Extract the lines from the first one through the line holding "column 27, row 26", inclusive, and reproduce them word for word.

**** DATASET RECORDS ****

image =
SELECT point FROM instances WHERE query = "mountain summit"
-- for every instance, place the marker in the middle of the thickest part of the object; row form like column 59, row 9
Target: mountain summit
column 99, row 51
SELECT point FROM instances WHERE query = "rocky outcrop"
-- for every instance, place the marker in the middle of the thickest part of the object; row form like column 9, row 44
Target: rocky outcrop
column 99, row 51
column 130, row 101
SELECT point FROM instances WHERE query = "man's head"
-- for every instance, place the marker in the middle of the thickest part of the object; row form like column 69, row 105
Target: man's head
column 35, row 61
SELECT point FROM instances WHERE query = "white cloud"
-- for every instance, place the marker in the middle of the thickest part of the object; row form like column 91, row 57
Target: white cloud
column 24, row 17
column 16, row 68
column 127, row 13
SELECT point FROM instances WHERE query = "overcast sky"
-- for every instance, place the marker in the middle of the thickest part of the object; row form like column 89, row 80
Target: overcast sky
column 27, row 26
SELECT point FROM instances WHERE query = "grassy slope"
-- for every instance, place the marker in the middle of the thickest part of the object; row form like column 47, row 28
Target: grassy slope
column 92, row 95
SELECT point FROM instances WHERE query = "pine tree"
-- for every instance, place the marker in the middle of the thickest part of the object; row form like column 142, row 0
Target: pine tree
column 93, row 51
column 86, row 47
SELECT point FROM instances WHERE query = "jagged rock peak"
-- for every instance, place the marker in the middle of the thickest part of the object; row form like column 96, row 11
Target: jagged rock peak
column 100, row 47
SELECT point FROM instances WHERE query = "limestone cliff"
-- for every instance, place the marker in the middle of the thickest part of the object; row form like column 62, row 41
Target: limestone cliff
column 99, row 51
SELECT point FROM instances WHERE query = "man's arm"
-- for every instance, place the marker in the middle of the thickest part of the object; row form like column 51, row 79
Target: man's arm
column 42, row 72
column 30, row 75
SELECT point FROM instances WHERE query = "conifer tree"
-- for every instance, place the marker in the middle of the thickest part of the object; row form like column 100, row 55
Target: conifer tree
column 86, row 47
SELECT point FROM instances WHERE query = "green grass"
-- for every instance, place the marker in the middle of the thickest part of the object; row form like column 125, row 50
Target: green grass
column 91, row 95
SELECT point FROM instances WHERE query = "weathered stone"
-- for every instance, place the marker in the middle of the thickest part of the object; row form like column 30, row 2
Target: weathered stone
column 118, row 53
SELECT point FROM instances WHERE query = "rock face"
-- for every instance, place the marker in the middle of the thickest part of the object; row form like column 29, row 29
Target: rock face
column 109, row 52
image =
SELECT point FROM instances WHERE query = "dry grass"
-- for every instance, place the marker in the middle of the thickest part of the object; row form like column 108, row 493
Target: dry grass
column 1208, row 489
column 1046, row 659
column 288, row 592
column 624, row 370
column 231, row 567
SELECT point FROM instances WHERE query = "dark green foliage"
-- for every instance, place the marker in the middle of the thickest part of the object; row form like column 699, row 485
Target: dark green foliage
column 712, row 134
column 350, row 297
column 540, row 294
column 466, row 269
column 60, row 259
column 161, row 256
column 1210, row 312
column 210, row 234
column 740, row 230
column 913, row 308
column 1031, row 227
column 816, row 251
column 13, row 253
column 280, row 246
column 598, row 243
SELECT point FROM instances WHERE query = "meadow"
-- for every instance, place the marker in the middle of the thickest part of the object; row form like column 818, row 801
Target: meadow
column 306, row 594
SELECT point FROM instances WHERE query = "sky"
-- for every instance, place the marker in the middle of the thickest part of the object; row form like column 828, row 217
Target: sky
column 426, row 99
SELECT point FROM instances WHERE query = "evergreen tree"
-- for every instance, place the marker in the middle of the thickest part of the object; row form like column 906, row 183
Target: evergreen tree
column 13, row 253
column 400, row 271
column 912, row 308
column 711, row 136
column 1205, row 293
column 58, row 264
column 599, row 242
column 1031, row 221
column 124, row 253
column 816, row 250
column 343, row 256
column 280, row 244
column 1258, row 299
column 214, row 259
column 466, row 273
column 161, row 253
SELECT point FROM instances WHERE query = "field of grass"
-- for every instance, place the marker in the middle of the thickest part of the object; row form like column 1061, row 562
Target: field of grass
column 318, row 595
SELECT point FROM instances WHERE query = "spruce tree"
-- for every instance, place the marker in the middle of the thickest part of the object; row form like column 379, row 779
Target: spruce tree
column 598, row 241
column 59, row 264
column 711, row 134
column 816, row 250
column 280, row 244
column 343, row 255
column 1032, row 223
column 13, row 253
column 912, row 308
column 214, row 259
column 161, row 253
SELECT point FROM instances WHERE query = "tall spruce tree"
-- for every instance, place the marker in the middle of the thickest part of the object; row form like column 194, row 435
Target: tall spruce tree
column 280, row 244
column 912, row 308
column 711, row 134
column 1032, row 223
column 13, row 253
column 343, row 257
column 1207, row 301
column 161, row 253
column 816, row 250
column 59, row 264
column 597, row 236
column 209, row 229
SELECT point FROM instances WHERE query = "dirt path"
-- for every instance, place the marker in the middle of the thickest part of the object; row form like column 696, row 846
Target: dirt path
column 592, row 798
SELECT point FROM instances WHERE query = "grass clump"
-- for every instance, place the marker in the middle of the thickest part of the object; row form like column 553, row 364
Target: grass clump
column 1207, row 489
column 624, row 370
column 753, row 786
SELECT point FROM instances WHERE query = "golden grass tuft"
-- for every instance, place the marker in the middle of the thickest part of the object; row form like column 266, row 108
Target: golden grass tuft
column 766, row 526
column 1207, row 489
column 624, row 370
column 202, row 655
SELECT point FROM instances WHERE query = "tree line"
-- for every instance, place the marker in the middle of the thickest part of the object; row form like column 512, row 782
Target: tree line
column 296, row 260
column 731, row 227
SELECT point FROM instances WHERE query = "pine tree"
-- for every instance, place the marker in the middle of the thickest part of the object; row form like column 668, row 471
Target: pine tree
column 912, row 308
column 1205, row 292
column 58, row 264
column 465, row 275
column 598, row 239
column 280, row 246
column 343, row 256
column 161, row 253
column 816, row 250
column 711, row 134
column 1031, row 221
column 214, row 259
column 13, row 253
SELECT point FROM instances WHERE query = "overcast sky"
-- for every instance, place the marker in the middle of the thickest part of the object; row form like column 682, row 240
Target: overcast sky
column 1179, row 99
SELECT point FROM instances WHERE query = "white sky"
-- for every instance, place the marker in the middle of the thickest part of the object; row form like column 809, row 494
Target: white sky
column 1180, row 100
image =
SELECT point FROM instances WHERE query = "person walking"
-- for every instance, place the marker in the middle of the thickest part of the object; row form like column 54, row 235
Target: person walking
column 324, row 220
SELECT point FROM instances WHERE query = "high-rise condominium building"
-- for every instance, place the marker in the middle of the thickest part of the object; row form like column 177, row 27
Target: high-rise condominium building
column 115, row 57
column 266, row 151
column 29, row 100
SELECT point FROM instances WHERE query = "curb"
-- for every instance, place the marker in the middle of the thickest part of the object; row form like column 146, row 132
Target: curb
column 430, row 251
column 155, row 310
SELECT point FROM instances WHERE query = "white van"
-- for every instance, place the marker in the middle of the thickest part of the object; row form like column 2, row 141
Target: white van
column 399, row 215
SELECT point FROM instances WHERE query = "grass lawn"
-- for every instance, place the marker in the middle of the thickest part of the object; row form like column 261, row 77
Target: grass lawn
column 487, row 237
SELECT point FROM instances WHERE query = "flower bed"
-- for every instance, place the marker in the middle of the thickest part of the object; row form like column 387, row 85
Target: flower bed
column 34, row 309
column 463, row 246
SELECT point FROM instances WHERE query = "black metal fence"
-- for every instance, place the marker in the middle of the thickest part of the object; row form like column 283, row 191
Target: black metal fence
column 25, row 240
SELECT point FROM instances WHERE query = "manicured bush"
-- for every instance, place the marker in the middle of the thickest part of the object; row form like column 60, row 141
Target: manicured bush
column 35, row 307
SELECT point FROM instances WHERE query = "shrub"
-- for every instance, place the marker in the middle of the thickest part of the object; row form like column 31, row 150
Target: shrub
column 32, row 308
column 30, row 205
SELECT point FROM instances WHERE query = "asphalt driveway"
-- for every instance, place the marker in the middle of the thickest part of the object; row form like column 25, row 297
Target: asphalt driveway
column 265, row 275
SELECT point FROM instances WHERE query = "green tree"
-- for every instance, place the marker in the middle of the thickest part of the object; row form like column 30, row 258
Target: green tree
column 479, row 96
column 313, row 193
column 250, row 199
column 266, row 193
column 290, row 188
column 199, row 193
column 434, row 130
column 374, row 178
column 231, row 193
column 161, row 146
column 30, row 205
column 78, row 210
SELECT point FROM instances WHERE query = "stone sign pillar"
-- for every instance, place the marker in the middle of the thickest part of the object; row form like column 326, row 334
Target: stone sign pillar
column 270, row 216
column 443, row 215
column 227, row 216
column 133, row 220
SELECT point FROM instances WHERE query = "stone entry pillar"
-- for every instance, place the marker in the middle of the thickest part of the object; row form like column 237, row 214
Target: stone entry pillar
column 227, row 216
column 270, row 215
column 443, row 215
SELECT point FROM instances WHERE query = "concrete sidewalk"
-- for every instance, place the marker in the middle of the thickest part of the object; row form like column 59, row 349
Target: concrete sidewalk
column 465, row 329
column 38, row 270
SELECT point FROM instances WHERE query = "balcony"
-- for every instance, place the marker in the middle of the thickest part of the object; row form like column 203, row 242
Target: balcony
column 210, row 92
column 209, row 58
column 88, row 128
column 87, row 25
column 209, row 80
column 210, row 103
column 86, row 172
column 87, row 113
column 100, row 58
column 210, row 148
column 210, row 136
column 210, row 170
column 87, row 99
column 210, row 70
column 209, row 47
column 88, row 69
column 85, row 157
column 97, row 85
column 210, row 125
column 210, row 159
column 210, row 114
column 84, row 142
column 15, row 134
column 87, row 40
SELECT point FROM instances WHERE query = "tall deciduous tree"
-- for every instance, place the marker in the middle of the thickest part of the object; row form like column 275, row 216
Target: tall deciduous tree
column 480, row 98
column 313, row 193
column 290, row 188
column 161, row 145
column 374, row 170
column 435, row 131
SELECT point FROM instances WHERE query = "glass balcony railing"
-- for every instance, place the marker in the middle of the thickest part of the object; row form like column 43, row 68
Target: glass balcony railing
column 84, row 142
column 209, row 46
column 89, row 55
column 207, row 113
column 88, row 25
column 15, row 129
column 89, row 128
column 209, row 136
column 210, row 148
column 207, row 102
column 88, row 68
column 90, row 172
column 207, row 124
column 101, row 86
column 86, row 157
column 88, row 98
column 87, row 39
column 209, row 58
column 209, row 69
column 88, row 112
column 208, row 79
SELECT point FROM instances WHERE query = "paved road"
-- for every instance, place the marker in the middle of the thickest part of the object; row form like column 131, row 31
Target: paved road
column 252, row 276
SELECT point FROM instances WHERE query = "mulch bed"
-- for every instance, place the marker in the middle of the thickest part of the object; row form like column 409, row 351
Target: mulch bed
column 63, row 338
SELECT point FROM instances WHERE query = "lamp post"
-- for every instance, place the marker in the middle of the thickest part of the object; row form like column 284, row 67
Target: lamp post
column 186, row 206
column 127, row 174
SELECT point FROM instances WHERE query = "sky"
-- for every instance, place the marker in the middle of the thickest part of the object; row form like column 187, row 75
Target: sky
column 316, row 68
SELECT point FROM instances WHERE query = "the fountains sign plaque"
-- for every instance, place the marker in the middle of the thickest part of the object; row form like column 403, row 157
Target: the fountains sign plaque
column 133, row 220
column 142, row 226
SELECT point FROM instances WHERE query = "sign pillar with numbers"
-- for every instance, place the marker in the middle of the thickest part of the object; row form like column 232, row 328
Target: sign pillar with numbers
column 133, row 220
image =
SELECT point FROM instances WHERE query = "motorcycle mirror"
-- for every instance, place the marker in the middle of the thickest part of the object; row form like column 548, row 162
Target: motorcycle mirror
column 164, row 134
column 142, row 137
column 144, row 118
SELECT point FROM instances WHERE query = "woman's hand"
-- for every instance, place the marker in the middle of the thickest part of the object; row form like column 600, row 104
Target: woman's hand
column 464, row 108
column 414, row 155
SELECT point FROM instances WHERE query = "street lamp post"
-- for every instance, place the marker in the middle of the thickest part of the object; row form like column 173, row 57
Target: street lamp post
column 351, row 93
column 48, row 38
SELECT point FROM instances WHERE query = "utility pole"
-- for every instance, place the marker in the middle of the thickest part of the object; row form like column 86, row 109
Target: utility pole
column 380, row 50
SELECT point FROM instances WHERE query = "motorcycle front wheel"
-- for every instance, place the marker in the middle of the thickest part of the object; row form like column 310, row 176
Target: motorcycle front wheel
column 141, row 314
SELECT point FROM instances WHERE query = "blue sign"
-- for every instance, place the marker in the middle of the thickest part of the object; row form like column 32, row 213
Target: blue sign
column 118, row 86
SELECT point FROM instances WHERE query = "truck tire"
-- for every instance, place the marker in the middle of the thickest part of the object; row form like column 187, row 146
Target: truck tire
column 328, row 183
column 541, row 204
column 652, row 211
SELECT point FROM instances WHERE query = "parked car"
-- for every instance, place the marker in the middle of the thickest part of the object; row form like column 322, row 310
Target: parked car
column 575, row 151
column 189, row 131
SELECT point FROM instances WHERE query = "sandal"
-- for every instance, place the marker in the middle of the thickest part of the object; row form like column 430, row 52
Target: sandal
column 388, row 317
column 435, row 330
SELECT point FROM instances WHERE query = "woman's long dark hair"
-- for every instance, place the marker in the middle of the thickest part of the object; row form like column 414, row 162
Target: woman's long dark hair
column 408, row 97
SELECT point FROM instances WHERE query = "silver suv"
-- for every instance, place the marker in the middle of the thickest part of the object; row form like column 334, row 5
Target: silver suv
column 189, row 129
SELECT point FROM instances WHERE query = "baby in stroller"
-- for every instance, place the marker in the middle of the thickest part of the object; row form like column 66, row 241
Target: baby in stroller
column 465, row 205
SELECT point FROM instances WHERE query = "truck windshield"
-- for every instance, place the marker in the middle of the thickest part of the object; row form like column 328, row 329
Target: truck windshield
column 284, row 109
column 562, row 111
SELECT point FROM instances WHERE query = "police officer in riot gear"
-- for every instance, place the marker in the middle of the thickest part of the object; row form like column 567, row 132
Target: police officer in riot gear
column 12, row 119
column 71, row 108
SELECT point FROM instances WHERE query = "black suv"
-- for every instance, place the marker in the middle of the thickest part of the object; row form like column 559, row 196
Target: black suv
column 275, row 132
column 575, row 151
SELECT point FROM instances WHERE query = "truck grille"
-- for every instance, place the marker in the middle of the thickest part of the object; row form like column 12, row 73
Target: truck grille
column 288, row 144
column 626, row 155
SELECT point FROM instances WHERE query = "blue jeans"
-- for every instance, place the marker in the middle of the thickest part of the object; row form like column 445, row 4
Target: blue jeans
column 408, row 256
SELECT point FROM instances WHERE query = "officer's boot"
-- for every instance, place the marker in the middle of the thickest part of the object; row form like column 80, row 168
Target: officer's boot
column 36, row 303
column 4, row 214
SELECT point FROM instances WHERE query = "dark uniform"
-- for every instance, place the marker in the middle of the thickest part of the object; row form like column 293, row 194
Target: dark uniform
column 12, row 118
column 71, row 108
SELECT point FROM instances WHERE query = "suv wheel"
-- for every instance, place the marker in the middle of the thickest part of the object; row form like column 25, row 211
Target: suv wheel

****

■ **SOLUTION**
image =
SELECT point FROM instances WHERE query = "mountain summit"
-- for every instance, place the marker in the middle of the thickest part of the object; row form like column 59, row 9
Target: mountain summit
column 99, row 51
SELECT point FROM instances WHERE query = "rocky outcrop"
-- for every instance, place the marker in the middle of the thickest part of the object; row form like column 9, row 44
Target: rocky outcrop
column 99, row 51
column 130, row 101
SELECT point FROM instances WHERE query = "man's head"
-- for every instance, place the marker in the middle of the thickest part of the object; row form like column 69, row 105
Target: man's head
column 35, row 61
SELECT point FROM instances WHERE query = "white cloud"
-- for every instance, place the marker in the middle of the thickest part of the object; row form like column 91, row 57
Target: white cloud
column 24, row 17
column 16, row 68
column 127, row 13
SELECT point FROM instances WHERE query = "overcast sky"
-- for every instance, place the marker in the middle of the thickest part of the object; row form like column 89, row 80
Target: overcast sky
column 27, row 26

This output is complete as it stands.